[Pointing dataset records]
-- -- --
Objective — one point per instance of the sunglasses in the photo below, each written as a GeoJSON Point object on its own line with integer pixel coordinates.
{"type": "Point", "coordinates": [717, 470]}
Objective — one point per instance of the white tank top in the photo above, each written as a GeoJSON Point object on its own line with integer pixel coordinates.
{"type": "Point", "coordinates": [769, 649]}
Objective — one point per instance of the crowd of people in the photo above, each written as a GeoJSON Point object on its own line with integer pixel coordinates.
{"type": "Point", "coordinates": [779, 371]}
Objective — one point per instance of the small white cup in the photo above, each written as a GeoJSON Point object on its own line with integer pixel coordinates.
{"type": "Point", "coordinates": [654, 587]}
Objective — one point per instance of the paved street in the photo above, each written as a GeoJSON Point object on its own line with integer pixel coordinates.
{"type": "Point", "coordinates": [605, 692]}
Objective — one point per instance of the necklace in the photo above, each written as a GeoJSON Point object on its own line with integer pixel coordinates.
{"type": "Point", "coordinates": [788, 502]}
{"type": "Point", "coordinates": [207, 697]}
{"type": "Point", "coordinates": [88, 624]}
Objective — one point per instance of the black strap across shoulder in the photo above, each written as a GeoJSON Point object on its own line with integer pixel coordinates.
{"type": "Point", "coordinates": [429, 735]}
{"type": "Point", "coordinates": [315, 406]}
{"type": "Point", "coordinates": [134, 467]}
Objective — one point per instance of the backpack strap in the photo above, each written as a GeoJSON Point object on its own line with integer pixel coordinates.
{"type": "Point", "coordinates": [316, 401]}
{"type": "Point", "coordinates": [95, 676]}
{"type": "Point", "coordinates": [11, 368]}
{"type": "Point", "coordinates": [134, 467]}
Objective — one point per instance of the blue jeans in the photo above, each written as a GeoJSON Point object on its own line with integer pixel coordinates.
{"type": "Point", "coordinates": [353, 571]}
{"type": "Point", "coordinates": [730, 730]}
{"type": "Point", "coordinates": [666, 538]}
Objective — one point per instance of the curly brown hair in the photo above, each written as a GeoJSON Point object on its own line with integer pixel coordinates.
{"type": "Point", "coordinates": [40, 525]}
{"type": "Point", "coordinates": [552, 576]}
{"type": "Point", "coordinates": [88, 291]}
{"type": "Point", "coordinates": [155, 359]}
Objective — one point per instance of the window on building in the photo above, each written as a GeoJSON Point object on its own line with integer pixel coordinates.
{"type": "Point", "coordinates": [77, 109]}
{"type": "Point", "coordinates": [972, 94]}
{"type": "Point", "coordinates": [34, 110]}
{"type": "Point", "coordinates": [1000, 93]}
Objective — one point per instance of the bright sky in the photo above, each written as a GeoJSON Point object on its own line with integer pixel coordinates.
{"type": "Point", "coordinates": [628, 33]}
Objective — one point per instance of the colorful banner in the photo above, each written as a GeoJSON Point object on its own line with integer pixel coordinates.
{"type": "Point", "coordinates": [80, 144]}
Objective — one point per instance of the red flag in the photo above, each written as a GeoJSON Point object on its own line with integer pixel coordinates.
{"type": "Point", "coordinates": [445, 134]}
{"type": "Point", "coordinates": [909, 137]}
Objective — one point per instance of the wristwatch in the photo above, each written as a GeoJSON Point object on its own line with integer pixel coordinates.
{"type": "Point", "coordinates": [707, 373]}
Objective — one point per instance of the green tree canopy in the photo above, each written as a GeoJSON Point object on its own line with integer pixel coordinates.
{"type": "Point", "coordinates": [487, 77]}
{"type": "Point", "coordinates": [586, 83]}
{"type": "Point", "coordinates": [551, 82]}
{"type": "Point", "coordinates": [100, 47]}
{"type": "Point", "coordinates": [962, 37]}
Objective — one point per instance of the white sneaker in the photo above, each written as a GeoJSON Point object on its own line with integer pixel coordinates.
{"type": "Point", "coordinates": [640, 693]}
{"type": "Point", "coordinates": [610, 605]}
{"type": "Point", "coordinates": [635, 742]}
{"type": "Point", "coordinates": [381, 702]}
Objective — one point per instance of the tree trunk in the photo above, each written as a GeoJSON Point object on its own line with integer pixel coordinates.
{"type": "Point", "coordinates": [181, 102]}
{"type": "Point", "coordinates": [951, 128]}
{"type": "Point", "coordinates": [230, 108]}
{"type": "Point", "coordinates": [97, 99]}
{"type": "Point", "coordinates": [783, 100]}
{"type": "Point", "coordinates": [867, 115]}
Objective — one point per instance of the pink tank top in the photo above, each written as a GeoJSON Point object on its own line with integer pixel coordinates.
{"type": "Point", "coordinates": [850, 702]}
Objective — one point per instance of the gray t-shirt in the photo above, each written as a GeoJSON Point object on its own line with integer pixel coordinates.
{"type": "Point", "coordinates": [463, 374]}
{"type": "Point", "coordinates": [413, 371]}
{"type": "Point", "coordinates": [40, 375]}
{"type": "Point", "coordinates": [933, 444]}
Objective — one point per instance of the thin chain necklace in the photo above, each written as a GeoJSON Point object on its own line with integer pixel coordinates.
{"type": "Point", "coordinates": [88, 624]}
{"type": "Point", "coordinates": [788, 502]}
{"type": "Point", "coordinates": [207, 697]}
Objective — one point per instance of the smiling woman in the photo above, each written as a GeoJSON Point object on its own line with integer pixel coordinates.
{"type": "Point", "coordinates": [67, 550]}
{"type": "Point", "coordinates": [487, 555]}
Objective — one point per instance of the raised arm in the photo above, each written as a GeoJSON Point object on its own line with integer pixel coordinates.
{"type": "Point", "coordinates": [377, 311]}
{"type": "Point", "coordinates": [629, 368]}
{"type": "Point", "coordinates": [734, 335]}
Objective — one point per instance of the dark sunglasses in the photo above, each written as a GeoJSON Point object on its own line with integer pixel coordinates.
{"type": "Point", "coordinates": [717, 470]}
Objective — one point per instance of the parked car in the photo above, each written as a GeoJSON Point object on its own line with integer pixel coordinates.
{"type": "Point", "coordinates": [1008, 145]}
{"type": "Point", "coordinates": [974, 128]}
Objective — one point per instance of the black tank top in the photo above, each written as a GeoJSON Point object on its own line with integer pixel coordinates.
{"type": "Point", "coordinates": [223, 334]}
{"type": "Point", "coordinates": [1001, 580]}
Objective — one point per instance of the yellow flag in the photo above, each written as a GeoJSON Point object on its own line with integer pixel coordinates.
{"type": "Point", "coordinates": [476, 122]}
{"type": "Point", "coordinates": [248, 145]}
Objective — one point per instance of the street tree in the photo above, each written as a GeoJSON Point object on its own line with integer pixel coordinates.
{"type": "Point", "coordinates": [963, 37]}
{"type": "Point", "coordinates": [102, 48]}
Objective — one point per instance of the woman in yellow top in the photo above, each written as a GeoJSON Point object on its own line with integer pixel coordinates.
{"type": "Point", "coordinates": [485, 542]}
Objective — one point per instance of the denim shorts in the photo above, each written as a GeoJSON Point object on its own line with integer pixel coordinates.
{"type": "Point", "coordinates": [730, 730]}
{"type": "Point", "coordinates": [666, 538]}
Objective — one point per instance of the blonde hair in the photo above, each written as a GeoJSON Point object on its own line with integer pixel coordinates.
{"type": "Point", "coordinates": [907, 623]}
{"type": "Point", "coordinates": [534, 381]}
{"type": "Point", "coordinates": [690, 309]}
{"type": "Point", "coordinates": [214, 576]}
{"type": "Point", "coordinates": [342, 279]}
-- -- --
Copy the material above, line for line.

Objective — one point per instance of the sunglasses in the photo below, each written as a GeoJSON Point object on its own line with integer pixel coordinates.
{"type": "Point", "coordinates": [717, 470]}
Objective — one point per instance of the white tank top in the photo above, each written as a GeoJSON Point object on its own line with integer pixel coordinates.
{"type": "Point", "coordinates": [769, 649]}
Objective — one point per instance of the crowd of people in the photo above, each written as a GeoJSON Point object on its own line with integer pixel coordinates.
{"type": "Point", "coordinates": [779, 371]}
Objective — one point per instance of the small white cup in the photo above, each written as a GeoJSON Point object on its own line with integer pixel coordinates.
{"type": "Point", "coordinates": [654, 587]}
Objective — one point per instance of the paved street in the photo above, each written as a GeoJSON Point object on its own line with integer pixel coordinates.
{"type": "Point", "coordinates": [605, 692]}
Objective — one point per instance of the necklace in the photo above, each written as a GeoJSON Point object on its own line with integer pixel coordinates.
{"type": "Point", "coordinates": [788, 502]}
{"type": "Point", "coordinates": [207, 697]}
{"type": "Point", "coordinates": [88, 624]}
Objective — one point per instance of the black strap across shoulder in the photo above, each written as a GeoJSON Point object on its own line with integer pixel coordinates.
{"type": "Point", "coordinates": [429, 735]}
{"type": "Point", "coordinates": [315, 406]}
{"type": "Point", "coordinates": [134, 467]}
Objective — one point per instance of the backpack strap in the photo above, each written as a GeoJSON Point object on its own line with integer pixel coordinates.
{"type": "Point", "coordinates": [316, 401]}
{"type": "Point", "coordinates": [95, 676]}
{"type": "Point", "coordinates": [11, 368]}
{"type": "Point", "coordinates": [134, 467]}
Objective — one point per instance of the blue jeans in the photo above, each written as a GeoJSON Point object on its own line with integer pixel coordinates.
{"type": "Point", "coordinates": [353, 571]}
{"type": "Point", "coordinates": [730, 730]}
{"type": "Point", "coordinates": [666, 538]}
Objective — one point per instance of the curly brown hair in the photo above, each written as a GeoJSON Point object on its own line with integer pixel coordinates.
{"type": "Point", "coordinates": [40, 525]}
{"type": "Point", "coordinates": [552, 576]}
{"type": "Point", "coordinates": [88, 291]}
{"type": "Point", "coordinates": [155, 359]}
Objective — one point per instance of the window on building in the photo above, each written as a GeoJSON Point object on its own line with integer pixel coordinates.
{"type": "Point", "coordinates": [77, 109]}
{"type": "Point", "coordinates": [972, 94]}
{"type": "Point", "coordinates": [34, 110]}
{"type": "Point", "coordinates": [1000, 93]}
Objective — one point per instance of the bright sky in the photo above, each written as a GeoJSON Point object on its own line with integer pixel coordinates.
{"type": "Point", "coordinates": [628, 33]}
Objective — one point per instance of the colorful banner in the photo above, each written as a GeoJSON Point object on its own line with integer pixel coordinates.
{"type": "Point", "coordinates": [80, 144]}
Objective — one point per instance of the red flag in the photo above, each written as a GeoJSON Point object on its own line with integer pixel coordinates.
{"type": "Point", "coordinates": [445, 134]}
{"type": "Point", "coordinates": [909, 137]}
Objective — one point per instance of the wristwatch in the photo above, each written as a GeoJSON Point object on its own line with integer pixel coordinates.
{"type": "Point", "coordinates": [707, 373]}
Objective — one point per instance of the green tree canopy in the photo above, each written as a GeoJSON Point object on its own line with integer pixel coordinates.
{"type": "Point", "coordinates": [487, 77]}
{"type": "Point", "coordinates": [586, 83]}
{"type": "Point", "coordinates": [551, 82]}
{"type": "Point", "coordinates": [100, 47]}
{"type": "Point", "coordinates": [962, 37]}
Objective — one point per instance of the white sneaker in the photo above, each written as a GeoJSON Point object on its own line with integer pixel coordinates.
{"type": "Point", "coordinates": [640, 693]}
{"type": "Point", "coordinates": [610, 605]}
{"type": "Point", "coordinates": [635, 742]}
{"type": "Point", "coordinates": [381, 702]}
Objective — one point per instance of the tree trunk in the photo above, each written as a GeoJSON Point object on its own line with integer pixel coordinates.
{"type": "Point", "coordinates": [181, 102]}
{"type": "Point", "coordinates": [951, 128]}
{"type": "Point", "coordinates": [230, 108]}
{"type": "Point", "coordinates": [97, 99]}
{"type": "Point", "coordinates": [783, 100]}
{"type": "Point", "coordinates": [867, 115]}
Objective — one point per instance of the pink tank top in the photo above, each written as a GeoJSON Point object on its own line with integer pixel coordinates.
{"type": "Point", "coordinates": [850, 702]}
Objective — one point per instance of the gray t-shirt in the photo above, each written as a GeoJSON Point object on its own line with integer pixel coordinates.
{"type": "Point", "coordinates": [463, 374]}
{"type": "Point", "coordinates": [413, 371]}
{"type": "Point", "coordinates": [40, 375]}
{"type": "Point", "coordinates": [933, 444]}
Objective — one point per instance of the thin chain necklace in the photo above, each written as a GeoJSON Point object on its own line with integer pixel coordinates.
{"type": "Point", "coordinates": [88, 624]}
{"type": "Point", "coordinates": [788, 502]}
{"type": "Point", "coordinates": [207, 697]}
Objective — one point per instance of the smiling woman in the photo above, each written as a GeoJSON Point object on its own line with integer pixel coordinates.
{"type": "Point", "coordinates": [67, 550]}
{"type": "Point", "coordinates": [487, 555]}
Objective — one point per instance of the raised arm in the photo above, each written as a GeoJSON Point object on its own line with integer pixel coordinates.
{"type": "Point", "coordinates": [377, 311]}
{"type": "Point", "coordinates": [629, 368]}
{"type": "Point", "coordinates": [734, 335]}
Objective — one point per instance of the dark sunglasses in the photo above, each written as a GeoJSON Point object on its own line with integer pixel coordinates.
{"type": "Point", "coordinates": [717, 470]}
Objective — one point per instance of the parked car in the photo above, each written as a GeoJSON Point object on its own line with integer pixel coordinates.
{"type": "Point", "coordinates": [1008, 145]}
{"type": "Point", "coordinates": [974, 128]}
Objective — one point per instance of the black tank top in the photo above, each written as a GeoJSON Point object on its own line with integer pixel coordinates.
{"type": "Point", "coordinates": [223, 334]}
{"type": "Point", "coordinates": [1001, 580]}
Objective — one point per instance of the yellow flag in the photo above, each written as a GeoJSON Point object on its own line with integer pixel coordinates.
{"type": "Point", "coordinates": [476, 122]}
{"type": "Point", "coordinates": [248, 145]}
Objective — one point per instance of the street tree in the photo above, each written as a GeoJSON Point object on its own line with integer pixel coordinates.
{"type": "Point", "coordinates": [963, 37]}
{"type": "Point", "coordinates": [102, 48]}
Objective — one point per instance of the woman in yellow top in the photo above, each written as a GeoJSON Point object on its own line with integer pixel coordinates.
{"type": "Point", "coordinates": [485, 542]}
Objective — one point per instance of the denim shorts in the photo above, each written as a GeoJSON Point object on its own line with integer pixel coordinates.
{"type": "Point", "coordinates": [730, 730]}
{"type": "Point", "coordinates": [666, 538]}
Objective — one point per instance of the blonde hair in the photo above, each written as a GeoJSON Point object on its own line with integer pixel coordinates.
{"type": "Point", "coordinates": [907, 623]}
{"type": "Point", "coordinates": [534, 381]}
{"type": "Point", "coordinates": [690, 309]}
{"type": "Point", "coordinates": [214, 576]}
{"type": "Point", "coordinates": [342, 279]}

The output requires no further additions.